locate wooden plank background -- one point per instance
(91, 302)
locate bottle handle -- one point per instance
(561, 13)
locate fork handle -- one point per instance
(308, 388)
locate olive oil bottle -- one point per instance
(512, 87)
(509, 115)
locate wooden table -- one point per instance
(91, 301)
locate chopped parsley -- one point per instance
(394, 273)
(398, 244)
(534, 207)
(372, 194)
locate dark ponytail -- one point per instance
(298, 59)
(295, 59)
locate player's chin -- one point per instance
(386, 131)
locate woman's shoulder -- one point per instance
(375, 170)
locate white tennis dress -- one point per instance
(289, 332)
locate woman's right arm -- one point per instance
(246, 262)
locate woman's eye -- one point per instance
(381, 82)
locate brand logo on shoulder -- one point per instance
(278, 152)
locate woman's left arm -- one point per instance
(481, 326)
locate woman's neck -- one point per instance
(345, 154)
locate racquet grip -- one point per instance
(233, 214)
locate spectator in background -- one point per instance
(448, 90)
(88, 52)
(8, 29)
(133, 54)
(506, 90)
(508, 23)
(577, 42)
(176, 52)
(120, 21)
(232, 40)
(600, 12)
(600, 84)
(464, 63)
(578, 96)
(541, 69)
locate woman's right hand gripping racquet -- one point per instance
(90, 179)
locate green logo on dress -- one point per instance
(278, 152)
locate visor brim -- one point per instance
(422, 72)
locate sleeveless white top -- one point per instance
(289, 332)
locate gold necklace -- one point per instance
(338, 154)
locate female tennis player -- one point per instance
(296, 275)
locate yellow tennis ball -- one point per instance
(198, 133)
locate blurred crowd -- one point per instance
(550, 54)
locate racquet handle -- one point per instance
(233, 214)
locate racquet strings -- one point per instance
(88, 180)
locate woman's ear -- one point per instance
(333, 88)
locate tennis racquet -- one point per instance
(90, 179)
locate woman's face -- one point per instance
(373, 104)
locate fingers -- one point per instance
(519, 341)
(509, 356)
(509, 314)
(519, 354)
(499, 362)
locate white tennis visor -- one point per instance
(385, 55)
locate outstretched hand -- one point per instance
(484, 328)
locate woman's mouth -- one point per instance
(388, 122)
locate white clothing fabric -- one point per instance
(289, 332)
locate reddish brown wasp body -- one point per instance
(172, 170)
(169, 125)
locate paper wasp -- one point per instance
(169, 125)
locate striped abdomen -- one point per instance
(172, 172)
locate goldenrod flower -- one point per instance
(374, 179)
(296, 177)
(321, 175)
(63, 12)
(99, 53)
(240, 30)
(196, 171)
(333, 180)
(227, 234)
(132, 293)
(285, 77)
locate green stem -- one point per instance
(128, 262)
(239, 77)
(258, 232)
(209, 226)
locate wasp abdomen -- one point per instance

=== Work item ===
Reproduce the records above in their entirety, unchanged.

=== Solution to the exercise ===
locate wooden plank background -- one point per instance
(91, 302)
locate bottle handle -- one point per instance
(561, 13)
locate fork handle -- one point per instance
(308, 388)
locate olive oil bottle -- one point per instance
(512, 87)
(509, 115)
locate wooden table -- one point per instance
(91, 301)
locate chopped parsley -- one point per instance
(394, 273)
(398, 244)
(534, 207)
(372, 194)
locate dark ponytail -- one point per instance
(298, 59)
(295, 59)
locate player's chin -- one point per instance
(386, 131)
locate woman's shoulder -- one point per instance
(375, 170)
locate white tennis dress -- one point per instance
(289, 332)
locate woman's right arm -- one point per instance
(246, 262)
locate woman's eye -- one point per instance
(381, 82)
locate brand logo on shoulder -- one point per instance
(278, 152)
locate woman's left arm -- one point per instance
(481, 326)
locate woman's neck -- one point per instance
(345, 154)
locate racquet grip -- one point per instance
(233, 214)
locate spectator in background -- one point per instance
(448, 90)
(88, 52)
(8, 29)
(133, 54)
(506, 90)
(508, 23)
(577, 42)
(176, 52)
(120, 21)
(232, 40)
(600, 12)
(600, 84)
(464, 63)
(578, 96)
(541, 69)
locate woman's right hand gripping racquet -- one point per instance
(90, 179)
locate green logo on dress -- one point per instance
(278, 152)
locate visor brim -- one point per instance
(422, 72)
locate sleeveless white top -- one point per instance
(289, 332)
locate gold necklace -- one point per instance
(338, 154)
locate female tennis player -- one point per instance
(296, 275)
locate yellow tennis ball -- one point per instance
(198, 133)
locate blurred crowd -- one point per instance
(550, 54)
locate racquet handle -- one point per instance
(233, 214)
locate racquet strings -- one point per instance
(88, 180)
locate woman's ear -- one point per instance
(333, 88)
locate tennis racquet -- one point per instance
(90, 179)
locate woman's face -- one point per instance
(373, 104)
locate fingers -- one point per instance
(519, 341)
(509, 356)
(509, 314)
(519, 354)
(499, 362)
locate white tennis visor -- one point per instance
(385, 55)
locate outstretched hand -- one point per instance
(484, 328)
locate woman's mouth -- one point per instance
(388, 122)
locate white clothing fabric -- one point per instance
(289, 332)
locate reddish brown wasp body -- one point per instance
(172, 170)
(169, 125)
locate paper wasp -- one point per instance
(169, 125)
locate striped abdomen -- one point per instance
(172, 172)
locate goldenrod flower -- one point per instance
(374, 179)
(296, 177)
(321, 175)
(63, 12)
(99, 53)
(240, 30)
(196, 171)
(333, 180)
(227, 234)
(132, 293)
(285, 77)
locate green stem -- one point per instance
(128, 262)
(239, 77)
(258, 232)
(209, 226)
locate wasp abdomen -- one point per instance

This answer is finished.